Document segment ▸
- - - - - - -

You can read his blunt analysis here.
Understanding The US Republican Party’s Far-Right Turn
How does a mayoral election in Franklin, Tennessee affect a small-town H-1B visa applicant from Telangana? In his op-ed for The Free Press Journal, Takshashila Senior Fellow Sachin Kalbag looks at how — since the election of Donald Trump as US President — the Republican Party there has a far-right turn, and their ideology has become increasingly exclusionary.
Trump never kept his views on immigration secret, and his poll promise — to build a wall across the 3145 km US-Mexico border — could have become reality had it not been for a pesky little thing in a democracy called elections. But here’s the thing: Gabrielle Hanson, a Trump supporter, is running for mayor of Franklin, Tennessee, and she kind of represents what the Republican Party is under Trump. She came to a recent meeting accompanied by members of a neo-Nazi group. The town council condemned it, but there has been no pushback against her from the party.

- - - - - - -

Dataset content ▸
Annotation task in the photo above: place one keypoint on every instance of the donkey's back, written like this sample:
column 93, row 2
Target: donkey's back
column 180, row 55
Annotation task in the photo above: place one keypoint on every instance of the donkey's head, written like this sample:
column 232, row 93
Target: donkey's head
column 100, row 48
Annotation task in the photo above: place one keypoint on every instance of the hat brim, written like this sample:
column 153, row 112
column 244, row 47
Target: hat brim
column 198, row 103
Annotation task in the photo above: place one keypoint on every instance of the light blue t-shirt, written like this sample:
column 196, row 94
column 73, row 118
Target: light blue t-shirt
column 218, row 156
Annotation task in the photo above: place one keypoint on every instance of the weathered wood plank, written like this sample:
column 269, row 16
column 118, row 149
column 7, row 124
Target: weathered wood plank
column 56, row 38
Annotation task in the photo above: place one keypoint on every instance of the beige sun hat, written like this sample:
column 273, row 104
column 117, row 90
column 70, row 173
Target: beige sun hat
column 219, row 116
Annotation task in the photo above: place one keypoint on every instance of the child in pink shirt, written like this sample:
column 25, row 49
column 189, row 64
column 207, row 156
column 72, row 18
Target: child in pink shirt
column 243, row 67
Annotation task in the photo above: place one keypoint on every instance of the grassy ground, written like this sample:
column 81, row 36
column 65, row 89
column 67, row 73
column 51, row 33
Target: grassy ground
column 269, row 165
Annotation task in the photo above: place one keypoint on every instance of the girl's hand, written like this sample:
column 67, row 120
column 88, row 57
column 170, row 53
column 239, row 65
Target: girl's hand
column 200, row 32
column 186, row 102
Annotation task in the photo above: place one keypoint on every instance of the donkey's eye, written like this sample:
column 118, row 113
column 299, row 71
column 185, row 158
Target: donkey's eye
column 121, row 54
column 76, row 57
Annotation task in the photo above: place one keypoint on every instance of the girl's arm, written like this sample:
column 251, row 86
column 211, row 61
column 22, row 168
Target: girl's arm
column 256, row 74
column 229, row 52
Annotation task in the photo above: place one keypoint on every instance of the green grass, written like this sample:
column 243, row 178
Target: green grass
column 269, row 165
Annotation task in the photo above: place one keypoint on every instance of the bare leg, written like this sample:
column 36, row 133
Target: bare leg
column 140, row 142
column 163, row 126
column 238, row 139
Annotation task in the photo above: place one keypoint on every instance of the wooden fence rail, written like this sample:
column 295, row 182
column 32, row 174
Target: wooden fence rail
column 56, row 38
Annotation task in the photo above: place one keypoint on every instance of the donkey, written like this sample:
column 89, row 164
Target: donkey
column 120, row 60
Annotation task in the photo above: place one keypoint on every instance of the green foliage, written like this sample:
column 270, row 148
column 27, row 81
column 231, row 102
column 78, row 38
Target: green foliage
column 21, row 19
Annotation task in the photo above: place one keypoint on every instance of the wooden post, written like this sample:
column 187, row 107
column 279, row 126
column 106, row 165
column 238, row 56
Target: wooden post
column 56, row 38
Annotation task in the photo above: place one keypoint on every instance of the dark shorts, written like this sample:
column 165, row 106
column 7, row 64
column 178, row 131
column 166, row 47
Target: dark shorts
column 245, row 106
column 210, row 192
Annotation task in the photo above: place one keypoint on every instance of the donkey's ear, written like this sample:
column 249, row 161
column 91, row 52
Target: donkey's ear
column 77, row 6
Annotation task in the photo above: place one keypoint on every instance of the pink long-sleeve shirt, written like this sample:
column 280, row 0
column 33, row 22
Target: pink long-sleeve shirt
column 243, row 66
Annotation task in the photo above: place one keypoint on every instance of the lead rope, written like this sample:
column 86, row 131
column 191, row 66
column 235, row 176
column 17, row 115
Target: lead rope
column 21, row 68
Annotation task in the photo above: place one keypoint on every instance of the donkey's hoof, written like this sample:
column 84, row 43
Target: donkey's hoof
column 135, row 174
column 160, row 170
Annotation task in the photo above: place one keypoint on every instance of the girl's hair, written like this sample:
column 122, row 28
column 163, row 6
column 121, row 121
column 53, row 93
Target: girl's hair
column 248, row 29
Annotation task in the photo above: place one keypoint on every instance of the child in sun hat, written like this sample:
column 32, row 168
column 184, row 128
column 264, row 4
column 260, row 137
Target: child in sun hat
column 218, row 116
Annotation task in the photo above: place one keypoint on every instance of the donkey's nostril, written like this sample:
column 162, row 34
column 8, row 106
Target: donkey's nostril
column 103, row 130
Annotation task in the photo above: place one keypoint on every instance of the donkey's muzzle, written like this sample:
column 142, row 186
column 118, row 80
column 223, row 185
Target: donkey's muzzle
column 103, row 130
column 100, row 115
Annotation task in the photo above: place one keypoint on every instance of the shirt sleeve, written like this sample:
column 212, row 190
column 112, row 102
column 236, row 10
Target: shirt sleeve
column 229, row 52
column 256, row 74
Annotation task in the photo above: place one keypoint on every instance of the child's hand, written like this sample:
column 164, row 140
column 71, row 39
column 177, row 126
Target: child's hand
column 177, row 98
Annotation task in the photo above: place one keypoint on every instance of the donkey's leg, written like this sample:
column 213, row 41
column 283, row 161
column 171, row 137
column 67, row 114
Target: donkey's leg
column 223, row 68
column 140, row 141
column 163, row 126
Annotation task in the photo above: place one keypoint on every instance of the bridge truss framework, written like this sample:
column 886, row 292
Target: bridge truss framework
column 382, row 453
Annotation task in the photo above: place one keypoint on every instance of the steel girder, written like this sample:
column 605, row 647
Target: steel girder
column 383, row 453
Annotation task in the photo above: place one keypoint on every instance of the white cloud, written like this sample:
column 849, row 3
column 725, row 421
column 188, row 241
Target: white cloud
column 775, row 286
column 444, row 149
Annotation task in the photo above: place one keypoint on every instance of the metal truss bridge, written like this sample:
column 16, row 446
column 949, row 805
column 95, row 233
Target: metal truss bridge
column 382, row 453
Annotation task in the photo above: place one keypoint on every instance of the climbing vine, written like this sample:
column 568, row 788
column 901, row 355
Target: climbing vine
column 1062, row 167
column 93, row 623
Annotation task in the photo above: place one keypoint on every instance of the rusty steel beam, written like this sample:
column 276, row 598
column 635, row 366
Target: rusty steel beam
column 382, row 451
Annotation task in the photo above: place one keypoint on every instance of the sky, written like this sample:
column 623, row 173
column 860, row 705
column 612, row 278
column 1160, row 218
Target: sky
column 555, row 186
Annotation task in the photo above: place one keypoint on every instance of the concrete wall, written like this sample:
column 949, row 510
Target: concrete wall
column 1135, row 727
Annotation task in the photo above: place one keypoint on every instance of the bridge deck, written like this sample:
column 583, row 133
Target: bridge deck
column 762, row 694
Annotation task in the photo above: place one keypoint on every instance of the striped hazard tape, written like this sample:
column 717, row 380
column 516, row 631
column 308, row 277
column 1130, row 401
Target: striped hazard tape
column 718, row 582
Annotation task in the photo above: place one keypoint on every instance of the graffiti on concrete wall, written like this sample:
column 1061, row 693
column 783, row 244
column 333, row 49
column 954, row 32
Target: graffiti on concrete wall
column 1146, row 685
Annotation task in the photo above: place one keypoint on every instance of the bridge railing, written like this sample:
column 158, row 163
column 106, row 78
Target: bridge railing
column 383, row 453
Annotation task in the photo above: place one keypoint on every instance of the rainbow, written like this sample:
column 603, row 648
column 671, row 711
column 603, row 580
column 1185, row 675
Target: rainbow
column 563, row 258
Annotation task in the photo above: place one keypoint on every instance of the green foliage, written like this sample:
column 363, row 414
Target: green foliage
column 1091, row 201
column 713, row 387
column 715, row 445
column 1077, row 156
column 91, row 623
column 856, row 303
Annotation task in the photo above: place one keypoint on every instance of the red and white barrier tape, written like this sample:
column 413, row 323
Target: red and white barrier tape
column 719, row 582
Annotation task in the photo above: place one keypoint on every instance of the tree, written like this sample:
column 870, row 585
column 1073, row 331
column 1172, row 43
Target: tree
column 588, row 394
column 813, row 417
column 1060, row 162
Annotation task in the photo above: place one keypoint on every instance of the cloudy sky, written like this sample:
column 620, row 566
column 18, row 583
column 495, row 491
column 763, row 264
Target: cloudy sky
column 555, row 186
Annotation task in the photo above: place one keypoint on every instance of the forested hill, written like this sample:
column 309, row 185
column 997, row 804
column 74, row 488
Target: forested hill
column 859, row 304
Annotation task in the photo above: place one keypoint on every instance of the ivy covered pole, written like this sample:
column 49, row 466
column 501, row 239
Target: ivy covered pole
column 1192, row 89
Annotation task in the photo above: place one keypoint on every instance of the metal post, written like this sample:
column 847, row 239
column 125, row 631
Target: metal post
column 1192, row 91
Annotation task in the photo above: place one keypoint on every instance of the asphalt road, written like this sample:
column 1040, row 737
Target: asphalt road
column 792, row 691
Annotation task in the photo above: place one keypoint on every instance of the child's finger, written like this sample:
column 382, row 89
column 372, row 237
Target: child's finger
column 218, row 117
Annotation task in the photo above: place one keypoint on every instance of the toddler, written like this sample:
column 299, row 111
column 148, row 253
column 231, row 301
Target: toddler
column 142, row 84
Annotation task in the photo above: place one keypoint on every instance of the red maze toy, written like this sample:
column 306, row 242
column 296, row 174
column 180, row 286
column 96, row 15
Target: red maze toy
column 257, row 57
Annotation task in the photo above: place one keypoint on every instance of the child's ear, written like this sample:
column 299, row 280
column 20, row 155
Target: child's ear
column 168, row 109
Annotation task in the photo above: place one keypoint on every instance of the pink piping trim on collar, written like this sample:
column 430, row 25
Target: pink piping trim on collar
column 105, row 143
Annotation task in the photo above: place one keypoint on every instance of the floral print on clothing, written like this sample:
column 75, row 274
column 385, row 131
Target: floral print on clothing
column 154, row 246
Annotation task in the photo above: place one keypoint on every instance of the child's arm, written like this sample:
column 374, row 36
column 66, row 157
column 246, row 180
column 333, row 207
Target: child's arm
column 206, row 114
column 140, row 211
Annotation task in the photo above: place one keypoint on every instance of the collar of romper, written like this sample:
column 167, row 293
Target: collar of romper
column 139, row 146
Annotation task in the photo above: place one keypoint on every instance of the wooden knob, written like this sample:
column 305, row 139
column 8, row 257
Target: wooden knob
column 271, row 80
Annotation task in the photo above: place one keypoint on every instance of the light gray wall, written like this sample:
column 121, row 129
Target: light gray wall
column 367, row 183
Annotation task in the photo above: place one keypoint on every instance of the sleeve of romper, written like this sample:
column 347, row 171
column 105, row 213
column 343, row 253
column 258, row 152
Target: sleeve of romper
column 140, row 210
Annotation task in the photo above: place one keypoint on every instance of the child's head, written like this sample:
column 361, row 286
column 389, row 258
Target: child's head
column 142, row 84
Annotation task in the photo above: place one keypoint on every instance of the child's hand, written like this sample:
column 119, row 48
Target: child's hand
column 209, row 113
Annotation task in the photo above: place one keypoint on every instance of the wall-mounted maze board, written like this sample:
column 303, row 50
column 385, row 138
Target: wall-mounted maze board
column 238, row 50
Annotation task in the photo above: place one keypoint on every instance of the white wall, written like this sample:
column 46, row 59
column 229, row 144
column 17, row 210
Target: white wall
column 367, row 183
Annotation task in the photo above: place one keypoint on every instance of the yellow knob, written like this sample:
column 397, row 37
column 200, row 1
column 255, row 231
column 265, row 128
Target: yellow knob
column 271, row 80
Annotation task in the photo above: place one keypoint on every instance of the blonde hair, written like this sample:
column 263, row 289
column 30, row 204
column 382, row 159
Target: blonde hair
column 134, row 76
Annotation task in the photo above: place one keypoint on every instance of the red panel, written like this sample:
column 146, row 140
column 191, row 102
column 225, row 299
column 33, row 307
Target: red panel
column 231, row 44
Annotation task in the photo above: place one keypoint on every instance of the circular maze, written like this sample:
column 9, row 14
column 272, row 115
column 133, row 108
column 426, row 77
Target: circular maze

- - - - - - -

Exercise objective ▸
In the piece on the Republican Party's far-right turn, who is running for mayor of Franklin, Tennessee?

Reply ▸
Gabrielle Hanson, a Trump supporter.